▶ **Supplied text**
# Then and Now



## Snareman (Nov 24, 2006)

Pics from WWII as it was then and as the spot is now. Some of the pics were a little larger than I'd anticipated. Hope you have a big monitor or one of those cool new 27" iMacs! 


















Didn't do such a good job with this one as I had to take it from the bus as we drove by.
Signed Band of Brothers pic

















Carentan

















Germans outside the chuch in St Mere Eglise

















Didn't quite get the angle perfect here









Chuch in St Mere Eglise


































Didn't know I was going to find this pic, so the shot isn't perfect.
La Fiere Bridge, Normandy, France. Where Marcus Heim and company held off Germans from crossing/taking the bridge for 3 days waiting for allied soldiers to arrive


----------



## jcatral14 (Aug 4, 2003)

Awesome pics John. I hope to visit those places someday :thumbup:


----------



## BIMMERUSAM5 (May 20, 2007)

▶ **Provided records**
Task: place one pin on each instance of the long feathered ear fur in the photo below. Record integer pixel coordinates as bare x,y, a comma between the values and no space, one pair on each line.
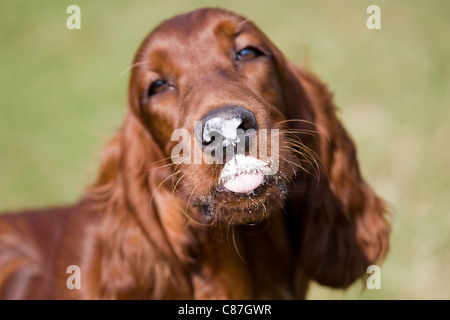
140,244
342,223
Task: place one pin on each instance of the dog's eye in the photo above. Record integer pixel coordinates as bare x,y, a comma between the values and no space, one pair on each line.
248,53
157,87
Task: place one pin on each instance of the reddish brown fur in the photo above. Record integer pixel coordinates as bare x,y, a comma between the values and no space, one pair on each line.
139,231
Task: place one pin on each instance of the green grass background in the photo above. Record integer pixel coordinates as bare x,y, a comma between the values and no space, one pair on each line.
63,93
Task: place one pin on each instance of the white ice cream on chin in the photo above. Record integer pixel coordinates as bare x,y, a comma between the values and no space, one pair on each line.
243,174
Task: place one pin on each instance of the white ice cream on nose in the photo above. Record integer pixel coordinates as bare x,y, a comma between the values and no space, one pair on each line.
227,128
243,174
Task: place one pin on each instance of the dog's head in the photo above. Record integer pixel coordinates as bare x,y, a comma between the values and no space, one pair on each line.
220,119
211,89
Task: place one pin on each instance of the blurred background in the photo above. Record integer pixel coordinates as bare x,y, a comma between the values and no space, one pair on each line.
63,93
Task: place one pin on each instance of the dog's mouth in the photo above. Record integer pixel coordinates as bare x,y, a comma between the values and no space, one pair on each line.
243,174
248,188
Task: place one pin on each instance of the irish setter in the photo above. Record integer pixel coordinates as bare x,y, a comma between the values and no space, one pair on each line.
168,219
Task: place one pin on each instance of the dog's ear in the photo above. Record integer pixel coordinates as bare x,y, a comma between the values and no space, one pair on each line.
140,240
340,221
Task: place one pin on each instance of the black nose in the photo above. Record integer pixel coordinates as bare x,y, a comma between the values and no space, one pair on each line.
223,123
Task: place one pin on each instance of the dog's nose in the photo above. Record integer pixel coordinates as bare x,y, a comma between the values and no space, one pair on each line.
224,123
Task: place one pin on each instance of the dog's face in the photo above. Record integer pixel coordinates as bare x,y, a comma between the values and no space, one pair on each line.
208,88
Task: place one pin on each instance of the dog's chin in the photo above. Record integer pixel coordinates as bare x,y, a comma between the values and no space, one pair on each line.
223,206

* * *

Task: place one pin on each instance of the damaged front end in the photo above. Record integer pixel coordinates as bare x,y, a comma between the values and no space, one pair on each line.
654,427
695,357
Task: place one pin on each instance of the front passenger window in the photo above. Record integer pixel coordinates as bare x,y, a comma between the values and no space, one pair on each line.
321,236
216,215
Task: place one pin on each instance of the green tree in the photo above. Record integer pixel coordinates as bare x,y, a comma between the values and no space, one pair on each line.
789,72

...

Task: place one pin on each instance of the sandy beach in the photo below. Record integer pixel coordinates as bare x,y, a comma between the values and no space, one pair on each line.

▶ **Work instructions**
Pick up the forum thread comparing World War II sites then and now, and continue it from its final line.

▶ **Answer below**
You did a good job. I went to a few of those places and tried to do the same thing. Your pictures came out way better than the ones which I took.:thumbup:


----------



## Snareman (Nov 24, 2006)

bimmerusam3 said:


> You did a good job. I went to a few of those places and tried to do the same thing. Your pictures came out way better than the ones which I took.:thumbup:


Thanks. The ones where I knew I was going to get the comparison pic I was fairly anal about trying to get the exact pic. Some of them I didn't know I was going to have the before pic so they aren't quite as exact. They are interesting to see the differences though.


----------



## Dave 330i (Jan 4, 2002)

where are the soldiers?


----------



## Snareman (Nov 24, 2006)

Dave 330i said:


> where are the soldiers?


Huh? :dunno:


----------



## Dave 330i (Jan 4, 2002)

Snareman said:


> Huh? :dunno:


In the "Now" shots. Sorry.


----------



## Snareman (Nov 24, 2006)

Dave 330i said:


> In the "Now" shots. Sorry.


I told them to get out of the picture so I could get a clear shot.


----------



## BMW_GAL (Apr 7, 2009)

Very nice, thanks for sharing!!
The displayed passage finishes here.